TASK STATEMENT |
Copy out the complete listing, word for word.

RECORDS PROVIDED |
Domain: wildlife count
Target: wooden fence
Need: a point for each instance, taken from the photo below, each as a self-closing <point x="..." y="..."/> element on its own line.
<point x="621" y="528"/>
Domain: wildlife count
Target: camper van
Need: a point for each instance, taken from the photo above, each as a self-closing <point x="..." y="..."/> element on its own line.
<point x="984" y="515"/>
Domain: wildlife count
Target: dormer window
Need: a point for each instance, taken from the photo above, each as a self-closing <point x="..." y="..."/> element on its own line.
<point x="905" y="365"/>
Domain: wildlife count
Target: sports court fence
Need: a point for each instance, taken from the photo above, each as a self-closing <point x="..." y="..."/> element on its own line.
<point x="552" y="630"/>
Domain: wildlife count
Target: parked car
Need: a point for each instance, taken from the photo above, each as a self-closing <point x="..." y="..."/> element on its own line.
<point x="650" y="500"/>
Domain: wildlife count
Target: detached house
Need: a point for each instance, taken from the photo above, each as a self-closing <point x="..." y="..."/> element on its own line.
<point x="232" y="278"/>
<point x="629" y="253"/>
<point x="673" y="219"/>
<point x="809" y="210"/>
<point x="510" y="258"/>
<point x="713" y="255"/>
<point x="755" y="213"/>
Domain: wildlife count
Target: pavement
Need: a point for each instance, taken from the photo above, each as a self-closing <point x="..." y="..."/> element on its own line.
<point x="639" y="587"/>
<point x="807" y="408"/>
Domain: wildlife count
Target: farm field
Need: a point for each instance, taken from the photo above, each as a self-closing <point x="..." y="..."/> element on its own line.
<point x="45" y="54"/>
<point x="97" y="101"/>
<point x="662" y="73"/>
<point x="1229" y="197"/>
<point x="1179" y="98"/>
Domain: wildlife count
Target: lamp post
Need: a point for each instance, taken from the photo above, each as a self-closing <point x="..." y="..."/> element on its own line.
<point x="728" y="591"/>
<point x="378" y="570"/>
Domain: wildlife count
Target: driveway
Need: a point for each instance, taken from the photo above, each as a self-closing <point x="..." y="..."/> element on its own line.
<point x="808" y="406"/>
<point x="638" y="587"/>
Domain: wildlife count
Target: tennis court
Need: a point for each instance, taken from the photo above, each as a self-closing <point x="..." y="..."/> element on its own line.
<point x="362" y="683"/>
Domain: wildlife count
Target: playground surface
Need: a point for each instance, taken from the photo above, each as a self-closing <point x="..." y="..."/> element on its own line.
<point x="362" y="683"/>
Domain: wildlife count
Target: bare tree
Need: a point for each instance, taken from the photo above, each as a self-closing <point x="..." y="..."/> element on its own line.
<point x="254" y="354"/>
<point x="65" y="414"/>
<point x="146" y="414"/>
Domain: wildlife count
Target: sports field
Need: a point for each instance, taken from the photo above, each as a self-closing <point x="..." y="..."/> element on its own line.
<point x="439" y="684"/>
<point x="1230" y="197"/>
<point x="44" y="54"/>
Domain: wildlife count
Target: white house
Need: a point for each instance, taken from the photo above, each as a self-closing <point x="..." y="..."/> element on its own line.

SOLUTION TO THE EXERCISE |
Domain: wildlife count
Target: wooden fence
Need: a point for each instance, taken from the photo below, each as a self-closing <point x="..." y="..."/> element on its own line.
<point x="621" y="528"/>
Domain: wildlife count
Target: camper van
Need: a point for each instance, taken from the photo above, each as a self-closing <point x="..." y="..."/> element on its own line.
<point x="984" y="515"/>
Domain: wildlife count
Target: dormer window
Need: a point for each instance, taken from the photo above, each as a self-closing <point x="..." y="..."/> element on its own line.
<point x="905" y="365"/>
Domain: wildlife count
Target: sports court fence
Need: a point for each instance, taken from the photo above, each as a self-closing <point x="..." y="..."/> element on its own line.
<point x="552" y="630"/>
Domain: wildlife count
Target: parked car
Need: a point for each instance, taken from the photo above, each as a self-closing <point x="..." y="..."/> element on its own line.
<point x="650" y="500"/>
Domain: wildlife count
Target: detached house
Need: a point for each instance, taken from the photo above, each as a self-closing <point x="..." y="..."/> element on its own line.
<point x="232" y="278"/>
<point x="629" y="253"/>
<point x="673" y="219"/>
<point x="809" y="210"/>
<point x="510" y="258"/>
<point x="713" y="255"/>
<point x="755" y="213"/>
Domain: wildlife count
Target: pavement
Need: a point for each instance, taken from the photo above, each as a self-closing <point x="..." y="..."/> element on its own line.
<point x="639" y="587"/>
<point x="807" y="408"/>
Domain: wildlife count
Target: farm field
Need: a point for each instance, taken from the photo above, each as a self-closing <point x="..." y="..."/> element on its own line.
<point x="45" y="54"/>
<point x="97" y="101"/>
<point x="662" y="73"/>
<point x="1229" y="197"/>
<point x="1179" y="98"/>
Domain: wildlife count
Target: lamp post
Need: a point for each instance, taken from the photo above, each as a self-closing <point x="..." y="..."/> element on its own line.
<point x="728" y="591"/>
<point x="378" y="570"/>
Domain: wildlife count
Target: driveway
Need: a point for each instance, taken from the photo above, each as a self-closing <point x="..." y="..."/> element on its own line.
<point x="808" y="406"/>
<point x="638" y="587"/>
Domain: wildlife count
Target: tennis court
Need: a point for each instance, taken from the photo above, each as a self-closing <point x="..." y="..."/> element on its own line.
<point x="362" y="683"/>
Domain: wildlife count
Target: playground surface
Need: a point for each instance, taken from the photo above, each as a self-closing <point x="..." y="..."/> element on its own line.
<point x="362" y="683"/>
Domain: wildlife count
Target: bare tree
Need: a point for each instance, taken from the photo above, each as a self-closing <point x="..." y="..."/> element on its own line.
<point x="254" y="354"/>
<point x="65" y="414"/>
<point x="146" y="414"/>
Domain: wildlife count
Target: sports field
Need: a point for each instance, taken from the photo above, each as a self-closing <point x="..." y="..."/> element on its own line.
<point x="439" y="684"/>
<point x="1230" y="197"/>
<point x="44" y="54"/>
Domain: wildlife count
Target: white house
Need: a point for each instance, taken from the photo above, each as a self-closing <point x="..." y="..."/> element on its own line.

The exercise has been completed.